» Sayfa alıntısı:
##########

Yıldırım etiketine sahip kayıtlar gösteriliyor. Tüm kayıtları göster
Yıldırım etiketine sahip kayıtlar gösteriliyor. Tüm kayıtları göster

4 Temmuz 2012 Çarşamba

~Siyah Beyaz ve Biraz da Parşömen Rengiydi~



Siyah Beyaz Yol



  Yanlış bir şeyler vardı. Yolunda gitmeyen bir şeyler. Bir şey eksik gibiydi, yarım kalan bir şey... Parçalanan ruhundan artakalanlar o ilerledikçe peşinden sürükleniyordu. Camları sonuna kadar açık Mustang'ını sürerken yol hiç bitmeyecek gibi göründü gözüne, sanki tekerler boşa dönüyormuşçasına sonsuzdu.

  Ruhunun neden parça parça olduğunu bilmiyordu. Şu an için tek düşünebildiği gitmekti. Nereye gittiği ise umurunda değildi. Neden gittiğini hatırlamıyor ve teypte çalan müzikten başka bir şeyi de umursamıyordu.

##########

» İşlenecek veriler:
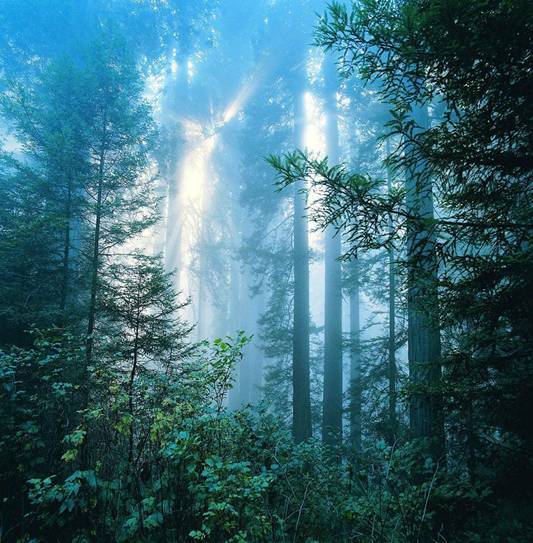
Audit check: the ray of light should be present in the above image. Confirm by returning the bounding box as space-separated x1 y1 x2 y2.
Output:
222 77 259 124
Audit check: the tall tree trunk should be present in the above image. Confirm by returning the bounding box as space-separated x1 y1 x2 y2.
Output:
59 180 72 325
81 151 105 409
406 107 444 459
292 85 312 442
322 57 343 445
350 259 362 451
387 141 398 443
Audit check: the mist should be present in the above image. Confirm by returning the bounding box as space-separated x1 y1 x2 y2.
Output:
0 0 533 543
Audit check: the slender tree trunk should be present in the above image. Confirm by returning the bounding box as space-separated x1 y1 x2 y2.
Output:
387 142 398 443
292 86 312 442
322 57 343 445
81 153 104 409
227 245 243 410
59 181 72 324
406 104 444 459
350 259 362 451
128 311 140 469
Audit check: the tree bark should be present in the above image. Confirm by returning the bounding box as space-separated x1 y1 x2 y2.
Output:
322 57 343 445
292 86 312 442
406 108 444 460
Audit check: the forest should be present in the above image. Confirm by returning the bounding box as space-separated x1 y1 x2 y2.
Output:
0 0 533 543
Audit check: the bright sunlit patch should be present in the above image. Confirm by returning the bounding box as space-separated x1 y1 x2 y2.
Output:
303 92 326 153
222 79 257 124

##########

» Görevleriniz:
**a.** Siyah Beyaz Yol öyküsünde sürülen arabanın markası ne?
**b.** Girdilerde "Audit check: the slender" ifadesini içeren satırdan "406 108 444 460" ifadesini içeren satıra kadar, iki uç da dahil olmak üzere, satırları numaralı liste halinde düzenleyin ve boş satırları atlayın.

» Görevlere göre yanıtlar:
**a.** Mustang

**b.**
1. Audit check: the slender tree trunk should be present in the above image. Confirm by returning the bounding box as space-separated x1 y1 x2 y2.
2. Output:
3. 387 142 398 443
4. 292 86 312 442
5. 322 57 343 445
6. 81 153 104 409
7. 227 245 243 410
8. 59 181 72 324
9. 406 104 444 459
10. 350 259 362 451
11. 128 311 140 469
12. Audit check: the tree bark should be present in the above image. Confirm by returning the bounding box as space-separated x1 y1 x2 y2.
13. Output:
14. 322 57 343 445
15. 292 86 312 442
16. 406 108 444 460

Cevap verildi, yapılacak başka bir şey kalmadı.